- **What you will do**
Word for word, restate the records that follow.

=== Begin Enclosure ===

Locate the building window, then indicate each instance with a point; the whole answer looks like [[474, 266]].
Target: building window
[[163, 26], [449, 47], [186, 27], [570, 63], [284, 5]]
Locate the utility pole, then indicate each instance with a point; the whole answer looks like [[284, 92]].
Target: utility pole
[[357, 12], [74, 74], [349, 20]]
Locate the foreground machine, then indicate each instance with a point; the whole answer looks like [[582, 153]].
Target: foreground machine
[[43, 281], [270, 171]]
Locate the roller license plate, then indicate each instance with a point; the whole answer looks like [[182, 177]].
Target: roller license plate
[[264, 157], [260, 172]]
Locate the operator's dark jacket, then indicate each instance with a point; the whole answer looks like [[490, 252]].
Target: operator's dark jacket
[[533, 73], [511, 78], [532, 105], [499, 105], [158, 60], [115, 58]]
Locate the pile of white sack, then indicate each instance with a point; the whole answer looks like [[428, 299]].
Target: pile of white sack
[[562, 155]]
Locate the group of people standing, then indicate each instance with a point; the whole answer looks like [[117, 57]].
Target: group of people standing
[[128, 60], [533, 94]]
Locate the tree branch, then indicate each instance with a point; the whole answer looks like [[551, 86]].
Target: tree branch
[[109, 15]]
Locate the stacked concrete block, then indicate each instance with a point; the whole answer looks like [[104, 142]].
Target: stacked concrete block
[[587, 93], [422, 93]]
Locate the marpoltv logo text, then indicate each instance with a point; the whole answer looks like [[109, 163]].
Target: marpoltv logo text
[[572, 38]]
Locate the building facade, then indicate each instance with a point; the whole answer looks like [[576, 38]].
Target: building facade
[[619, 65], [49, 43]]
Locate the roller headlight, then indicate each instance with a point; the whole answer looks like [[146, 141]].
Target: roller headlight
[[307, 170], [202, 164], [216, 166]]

=== End Enclosure ===

- **Task result**
Locate the building window, then indicate each instance with a point; the whole answer looks like [[474, 266]].
Target: building window
[[163, 26], [449, 47], [186, 27], [570, 63], [284, 5]]
Locate the utility pole, then indicate each instance with a point; the whole answer looks like [[284, 92]].
Target: utility pole
[[357, 12], [74, 74], [349, 20]]
Locate the foreground machine, then indicate each instance with a point; the whole answer looks like [[582, 153]].
Target: foreground machine
[[43, 281], [270, 171]]
Locate the roller license plate, then indicate each instance with a point; the whole answer looks like [[182, 177]].
Target: roller license plate
[[264, 157], [260, 172]]
Locate the operator's dark jacket, then indicate each instance with a point; the whole answer looks like [[490, 252]].
Target: operator's dark jacket
[[533, 73], [511, 78], [532, 105], [499, 105], [158, 60], [115, 58]]
Locate the pile of white sack, then indicate each instance with a point; the whole answer looks like [[428, 299]].
Target: pile of white sack
[[562, 155]]
Locate the group of people standing, then indicate each instance with a point; the whole answer looks like [[117, 57]].
Target: group of people standing
[[128, 60], [533, 94]]
Locate the tree branch, then indicate each instance with a point; the whole answer looks like [[551, 86]].
Target: tree branch
[[109, 15]]
Locate the stacked concrete block, then indicate each instance with a point; the whole answer looks like [[104, 142]].
Target: stacked concrete block
[[587, 93], [422, 93]]
Locate the marpoltv logo text, then indicate each instance with a point; the whole answer looks like [[109, 163]].
Target: marpoltv logo text
[[572, 38]]
Locate the building facade, then indicate each instance with a point; the whole answer looks like [[576, 38]].
Target: building facade
[[619, 65], [49, 43]]
Locate the roller headlight, then indicate each instance with a point; the whole answer looks like [[146, 141]].
Target: roller headlight
[[307, 170], [202, 164], [216, 166]]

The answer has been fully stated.